### What to produce
Can you gather every line of the data below that contains the word "house" and copy each one out in full?

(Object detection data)
============================================================
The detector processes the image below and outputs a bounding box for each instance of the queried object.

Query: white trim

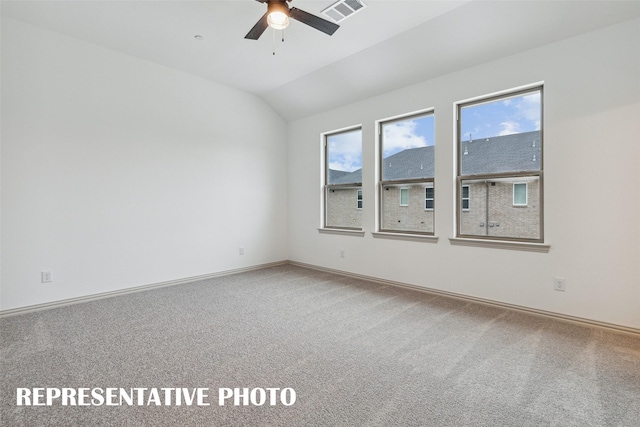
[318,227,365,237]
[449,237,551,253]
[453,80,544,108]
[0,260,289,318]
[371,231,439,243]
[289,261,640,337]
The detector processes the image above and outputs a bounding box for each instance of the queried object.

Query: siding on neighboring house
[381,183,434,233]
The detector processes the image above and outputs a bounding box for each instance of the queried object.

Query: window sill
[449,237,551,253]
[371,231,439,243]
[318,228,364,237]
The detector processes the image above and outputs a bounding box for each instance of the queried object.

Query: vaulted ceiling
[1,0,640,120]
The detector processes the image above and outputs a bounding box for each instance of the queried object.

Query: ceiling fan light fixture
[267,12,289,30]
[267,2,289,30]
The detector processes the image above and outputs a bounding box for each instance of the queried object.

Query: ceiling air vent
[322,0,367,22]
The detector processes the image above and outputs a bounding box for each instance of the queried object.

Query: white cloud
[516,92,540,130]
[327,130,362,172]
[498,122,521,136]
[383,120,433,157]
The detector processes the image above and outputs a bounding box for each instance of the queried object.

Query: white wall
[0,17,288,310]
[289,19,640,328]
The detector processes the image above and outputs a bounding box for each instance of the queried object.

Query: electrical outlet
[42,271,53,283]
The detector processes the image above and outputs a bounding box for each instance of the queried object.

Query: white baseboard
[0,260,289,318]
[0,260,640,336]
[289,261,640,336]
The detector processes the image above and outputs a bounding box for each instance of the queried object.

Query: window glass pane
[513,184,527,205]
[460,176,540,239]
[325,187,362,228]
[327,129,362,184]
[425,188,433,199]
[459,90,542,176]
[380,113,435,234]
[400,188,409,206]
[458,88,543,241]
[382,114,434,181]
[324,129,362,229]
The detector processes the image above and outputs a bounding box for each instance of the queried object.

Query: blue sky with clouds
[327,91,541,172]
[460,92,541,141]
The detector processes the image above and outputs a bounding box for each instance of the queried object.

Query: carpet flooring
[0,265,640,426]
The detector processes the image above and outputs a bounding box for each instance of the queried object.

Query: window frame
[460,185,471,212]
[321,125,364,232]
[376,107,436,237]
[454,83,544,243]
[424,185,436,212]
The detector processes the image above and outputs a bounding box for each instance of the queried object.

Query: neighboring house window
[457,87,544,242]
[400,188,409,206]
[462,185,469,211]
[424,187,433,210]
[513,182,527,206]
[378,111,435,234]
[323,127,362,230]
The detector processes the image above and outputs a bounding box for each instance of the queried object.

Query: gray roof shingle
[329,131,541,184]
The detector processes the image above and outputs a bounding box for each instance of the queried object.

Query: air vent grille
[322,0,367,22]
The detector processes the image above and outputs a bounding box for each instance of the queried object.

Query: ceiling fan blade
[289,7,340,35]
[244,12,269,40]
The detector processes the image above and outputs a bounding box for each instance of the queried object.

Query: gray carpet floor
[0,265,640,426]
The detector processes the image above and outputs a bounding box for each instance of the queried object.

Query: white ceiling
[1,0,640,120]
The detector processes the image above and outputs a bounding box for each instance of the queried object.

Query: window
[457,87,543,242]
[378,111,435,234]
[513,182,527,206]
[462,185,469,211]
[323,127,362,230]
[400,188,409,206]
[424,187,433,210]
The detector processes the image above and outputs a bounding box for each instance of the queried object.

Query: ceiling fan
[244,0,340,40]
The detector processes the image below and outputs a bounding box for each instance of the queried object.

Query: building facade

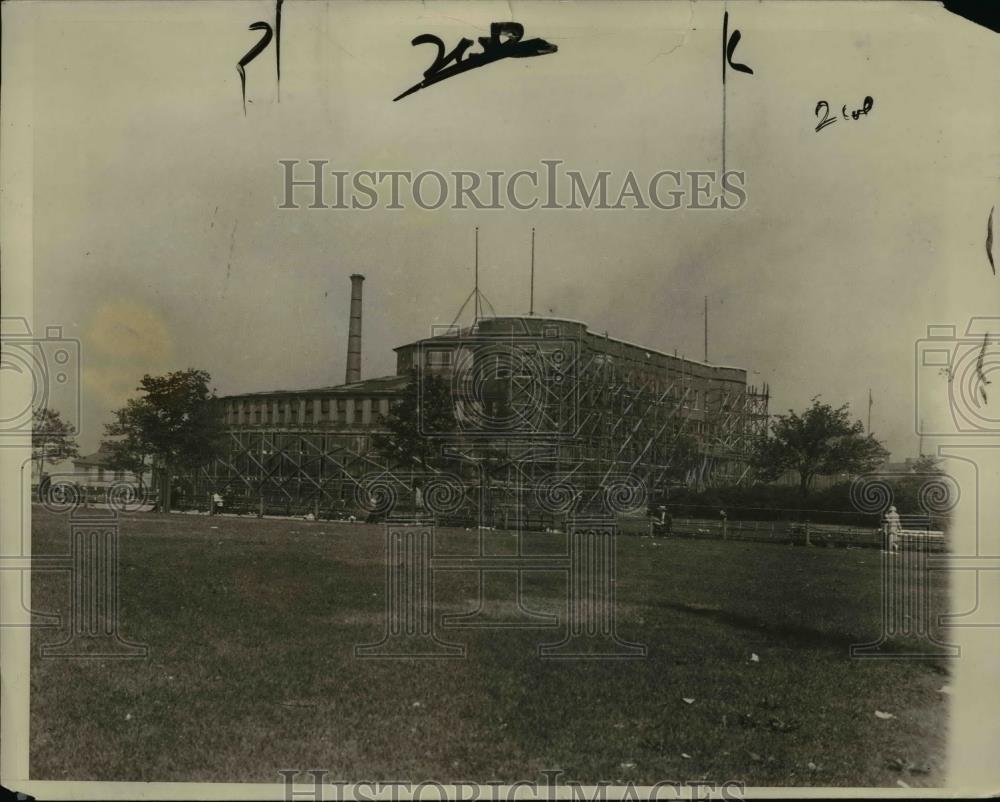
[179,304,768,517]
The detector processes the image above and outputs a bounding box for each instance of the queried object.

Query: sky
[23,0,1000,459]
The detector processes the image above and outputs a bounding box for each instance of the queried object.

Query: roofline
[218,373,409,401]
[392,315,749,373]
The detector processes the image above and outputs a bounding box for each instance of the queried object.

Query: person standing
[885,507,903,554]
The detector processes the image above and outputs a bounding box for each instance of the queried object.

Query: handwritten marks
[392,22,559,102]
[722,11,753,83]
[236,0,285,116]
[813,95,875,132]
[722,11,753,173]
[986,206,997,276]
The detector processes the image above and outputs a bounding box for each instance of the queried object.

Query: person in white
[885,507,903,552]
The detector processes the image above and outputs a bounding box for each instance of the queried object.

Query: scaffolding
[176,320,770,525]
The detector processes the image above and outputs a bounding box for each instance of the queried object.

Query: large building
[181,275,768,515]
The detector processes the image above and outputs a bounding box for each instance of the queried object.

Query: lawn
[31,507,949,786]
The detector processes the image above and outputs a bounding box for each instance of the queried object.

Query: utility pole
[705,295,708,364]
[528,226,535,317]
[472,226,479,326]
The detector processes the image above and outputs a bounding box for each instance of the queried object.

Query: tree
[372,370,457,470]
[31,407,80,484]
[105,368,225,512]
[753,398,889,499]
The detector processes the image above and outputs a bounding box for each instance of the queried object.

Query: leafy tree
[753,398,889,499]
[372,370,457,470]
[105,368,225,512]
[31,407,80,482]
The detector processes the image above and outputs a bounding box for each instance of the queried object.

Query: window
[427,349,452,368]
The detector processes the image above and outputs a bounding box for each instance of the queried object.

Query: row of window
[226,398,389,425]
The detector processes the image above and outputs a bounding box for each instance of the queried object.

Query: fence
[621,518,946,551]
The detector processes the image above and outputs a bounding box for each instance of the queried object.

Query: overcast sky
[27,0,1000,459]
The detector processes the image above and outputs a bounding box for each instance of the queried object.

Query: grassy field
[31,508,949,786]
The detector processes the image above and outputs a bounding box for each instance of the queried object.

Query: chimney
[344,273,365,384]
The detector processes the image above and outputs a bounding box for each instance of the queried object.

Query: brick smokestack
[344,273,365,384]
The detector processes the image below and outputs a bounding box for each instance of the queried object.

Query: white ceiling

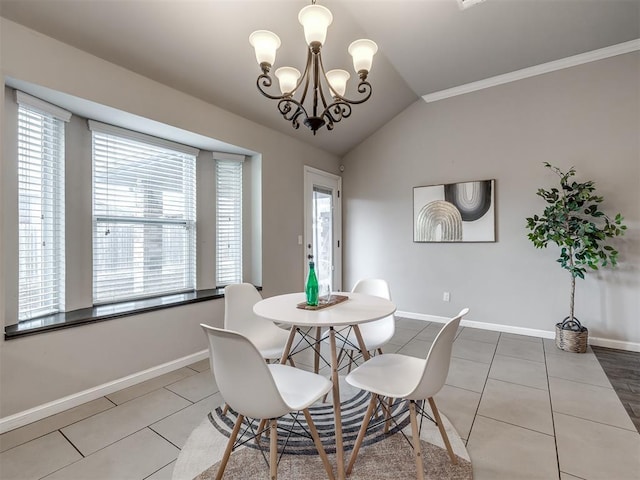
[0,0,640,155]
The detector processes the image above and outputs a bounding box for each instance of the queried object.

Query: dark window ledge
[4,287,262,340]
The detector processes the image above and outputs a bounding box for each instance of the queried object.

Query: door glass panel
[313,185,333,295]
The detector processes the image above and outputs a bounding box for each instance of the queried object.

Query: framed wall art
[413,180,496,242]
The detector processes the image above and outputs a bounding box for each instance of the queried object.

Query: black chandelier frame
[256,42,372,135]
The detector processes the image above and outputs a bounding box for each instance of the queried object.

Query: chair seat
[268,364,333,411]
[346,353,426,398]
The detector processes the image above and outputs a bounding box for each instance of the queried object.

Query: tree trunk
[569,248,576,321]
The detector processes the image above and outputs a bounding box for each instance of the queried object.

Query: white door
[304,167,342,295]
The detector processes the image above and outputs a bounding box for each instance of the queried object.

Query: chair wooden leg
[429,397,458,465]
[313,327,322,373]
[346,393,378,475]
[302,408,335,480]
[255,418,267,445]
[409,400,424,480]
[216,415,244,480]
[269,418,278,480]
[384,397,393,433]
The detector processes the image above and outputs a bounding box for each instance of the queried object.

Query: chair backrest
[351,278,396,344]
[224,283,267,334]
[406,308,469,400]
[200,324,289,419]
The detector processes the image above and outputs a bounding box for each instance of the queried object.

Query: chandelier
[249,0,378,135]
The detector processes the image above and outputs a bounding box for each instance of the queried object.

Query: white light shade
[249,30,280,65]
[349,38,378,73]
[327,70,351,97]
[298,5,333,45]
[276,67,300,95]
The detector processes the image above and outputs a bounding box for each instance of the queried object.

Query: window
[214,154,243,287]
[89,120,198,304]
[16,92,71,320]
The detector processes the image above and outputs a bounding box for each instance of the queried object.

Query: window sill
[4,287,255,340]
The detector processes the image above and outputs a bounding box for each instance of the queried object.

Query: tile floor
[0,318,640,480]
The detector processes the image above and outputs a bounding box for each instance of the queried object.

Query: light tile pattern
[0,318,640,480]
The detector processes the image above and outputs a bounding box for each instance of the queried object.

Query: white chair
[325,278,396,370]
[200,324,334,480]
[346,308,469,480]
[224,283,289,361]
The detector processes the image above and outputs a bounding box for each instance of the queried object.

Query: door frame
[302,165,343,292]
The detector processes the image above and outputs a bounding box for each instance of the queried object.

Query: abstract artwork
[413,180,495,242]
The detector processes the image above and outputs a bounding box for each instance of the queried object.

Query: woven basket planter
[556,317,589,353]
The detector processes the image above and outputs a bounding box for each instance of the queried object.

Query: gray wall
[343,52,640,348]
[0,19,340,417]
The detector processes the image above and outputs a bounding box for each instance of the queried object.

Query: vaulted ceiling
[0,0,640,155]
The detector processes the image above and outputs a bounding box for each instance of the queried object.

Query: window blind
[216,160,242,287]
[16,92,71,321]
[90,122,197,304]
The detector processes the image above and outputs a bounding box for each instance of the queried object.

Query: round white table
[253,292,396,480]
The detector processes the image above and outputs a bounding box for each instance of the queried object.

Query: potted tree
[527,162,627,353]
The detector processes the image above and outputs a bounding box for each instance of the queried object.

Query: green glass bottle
============================================================
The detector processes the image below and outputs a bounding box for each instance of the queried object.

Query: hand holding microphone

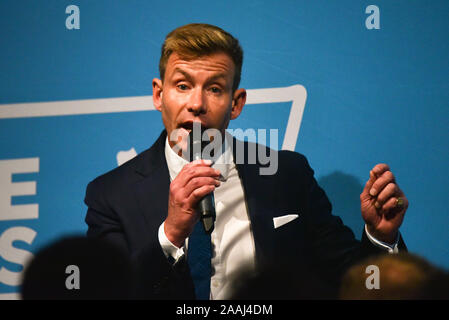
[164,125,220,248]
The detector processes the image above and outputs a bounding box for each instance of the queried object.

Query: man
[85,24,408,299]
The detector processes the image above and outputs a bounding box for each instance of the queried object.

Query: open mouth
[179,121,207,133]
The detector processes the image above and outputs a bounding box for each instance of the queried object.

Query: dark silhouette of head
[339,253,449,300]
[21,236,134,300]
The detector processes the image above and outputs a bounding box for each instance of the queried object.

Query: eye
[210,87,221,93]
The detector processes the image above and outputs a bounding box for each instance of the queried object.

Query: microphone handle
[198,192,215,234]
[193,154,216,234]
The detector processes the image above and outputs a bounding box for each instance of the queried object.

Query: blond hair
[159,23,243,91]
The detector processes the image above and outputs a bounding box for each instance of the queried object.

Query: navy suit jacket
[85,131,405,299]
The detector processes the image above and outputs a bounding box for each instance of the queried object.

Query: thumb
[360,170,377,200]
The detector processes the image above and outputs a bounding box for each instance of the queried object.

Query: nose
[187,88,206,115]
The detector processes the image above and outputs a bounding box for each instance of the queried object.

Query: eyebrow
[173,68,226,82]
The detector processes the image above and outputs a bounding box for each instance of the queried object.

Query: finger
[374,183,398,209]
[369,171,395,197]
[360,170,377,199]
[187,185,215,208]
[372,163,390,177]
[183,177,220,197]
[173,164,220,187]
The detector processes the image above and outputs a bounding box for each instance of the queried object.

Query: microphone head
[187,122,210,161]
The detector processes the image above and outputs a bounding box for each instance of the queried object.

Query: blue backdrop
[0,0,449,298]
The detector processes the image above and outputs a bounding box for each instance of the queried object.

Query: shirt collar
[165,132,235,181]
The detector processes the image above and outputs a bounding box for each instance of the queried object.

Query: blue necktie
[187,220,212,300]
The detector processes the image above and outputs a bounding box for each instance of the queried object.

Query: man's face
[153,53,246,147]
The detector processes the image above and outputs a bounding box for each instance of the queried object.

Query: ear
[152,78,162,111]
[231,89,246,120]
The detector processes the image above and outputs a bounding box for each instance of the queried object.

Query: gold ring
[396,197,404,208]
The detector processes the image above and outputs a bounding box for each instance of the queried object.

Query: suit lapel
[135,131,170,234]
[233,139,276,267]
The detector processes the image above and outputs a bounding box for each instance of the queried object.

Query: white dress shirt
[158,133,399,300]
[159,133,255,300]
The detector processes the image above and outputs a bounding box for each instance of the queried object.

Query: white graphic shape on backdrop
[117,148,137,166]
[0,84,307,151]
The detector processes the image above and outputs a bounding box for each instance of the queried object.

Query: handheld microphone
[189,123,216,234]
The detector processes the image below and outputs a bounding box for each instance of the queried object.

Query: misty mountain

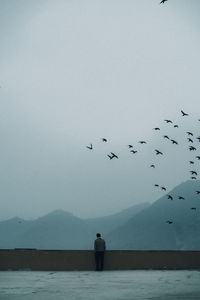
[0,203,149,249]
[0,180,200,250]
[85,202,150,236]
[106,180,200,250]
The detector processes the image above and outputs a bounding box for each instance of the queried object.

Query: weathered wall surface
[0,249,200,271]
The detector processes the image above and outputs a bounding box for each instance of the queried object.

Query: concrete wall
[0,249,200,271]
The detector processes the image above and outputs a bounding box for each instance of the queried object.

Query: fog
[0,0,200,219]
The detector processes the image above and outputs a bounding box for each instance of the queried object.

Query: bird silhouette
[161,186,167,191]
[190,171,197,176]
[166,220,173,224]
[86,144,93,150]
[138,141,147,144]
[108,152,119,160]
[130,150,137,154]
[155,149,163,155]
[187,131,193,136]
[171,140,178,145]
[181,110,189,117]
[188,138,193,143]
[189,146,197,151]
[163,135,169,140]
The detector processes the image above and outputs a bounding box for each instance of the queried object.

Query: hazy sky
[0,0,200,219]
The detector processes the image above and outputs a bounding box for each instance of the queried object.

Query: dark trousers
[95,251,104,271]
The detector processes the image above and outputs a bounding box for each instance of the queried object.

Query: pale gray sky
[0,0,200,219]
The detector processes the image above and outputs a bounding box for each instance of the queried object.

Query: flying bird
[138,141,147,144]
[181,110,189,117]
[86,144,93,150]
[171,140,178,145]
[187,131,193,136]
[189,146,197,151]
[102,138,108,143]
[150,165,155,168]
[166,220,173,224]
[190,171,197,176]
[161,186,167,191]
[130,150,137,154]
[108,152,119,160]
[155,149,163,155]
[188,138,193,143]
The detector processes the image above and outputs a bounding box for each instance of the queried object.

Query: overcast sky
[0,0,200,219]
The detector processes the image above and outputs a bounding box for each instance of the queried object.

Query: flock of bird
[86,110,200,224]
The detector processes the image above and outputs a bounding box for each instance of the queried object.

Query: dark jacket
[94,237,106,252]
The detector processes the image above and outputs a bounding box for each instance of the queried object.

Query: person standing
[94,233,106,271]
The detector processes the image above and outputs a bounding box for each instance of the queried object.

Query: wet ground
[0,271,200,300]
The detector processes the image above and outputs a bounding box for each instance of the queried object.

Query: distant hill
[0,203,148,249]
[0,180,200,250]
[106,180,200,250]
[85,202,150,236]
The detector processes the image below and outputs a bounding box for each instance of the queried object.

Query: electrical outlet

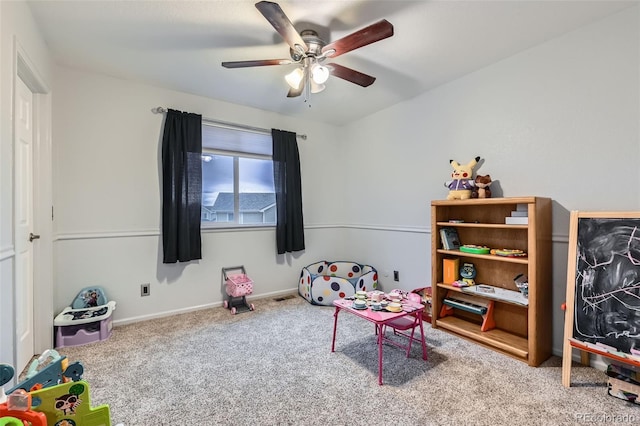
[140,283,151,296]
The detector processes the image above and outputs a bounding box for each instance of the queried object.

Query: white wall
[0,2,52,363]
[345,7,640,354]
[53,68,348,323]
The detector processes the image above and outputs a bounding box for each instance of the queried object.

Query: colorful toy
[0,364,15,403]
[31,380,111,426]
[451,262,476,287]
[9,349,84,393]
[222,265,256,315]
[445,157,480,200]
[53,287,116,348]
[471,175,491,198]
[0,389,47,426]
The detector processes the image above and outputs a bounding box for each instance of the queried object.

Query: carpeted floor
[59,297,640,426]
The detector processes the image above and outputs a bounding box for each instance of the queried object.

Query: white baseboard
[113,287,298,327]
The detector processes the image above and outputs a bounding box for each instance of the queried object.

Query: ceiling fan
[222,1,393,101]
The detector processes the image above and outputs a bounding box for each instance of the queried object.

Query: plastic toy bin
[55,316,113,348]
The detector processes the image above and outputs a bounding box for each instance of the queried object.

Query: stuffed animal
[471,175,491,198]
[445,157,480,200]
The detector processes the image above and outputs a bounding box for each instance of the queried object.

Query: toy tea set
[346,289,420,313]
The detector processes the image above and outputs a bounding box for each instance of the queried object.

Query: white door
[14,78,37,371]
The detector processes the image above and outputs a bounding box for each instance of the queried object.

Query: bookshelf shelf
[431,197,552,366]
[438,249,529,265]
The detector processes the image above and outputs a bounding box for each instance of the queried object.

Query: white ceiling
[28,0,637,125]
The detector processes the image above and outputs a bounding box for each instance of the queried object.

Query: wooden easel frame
============================================================
### Final result
Query: siding on neighboring house
Query: neighboring house window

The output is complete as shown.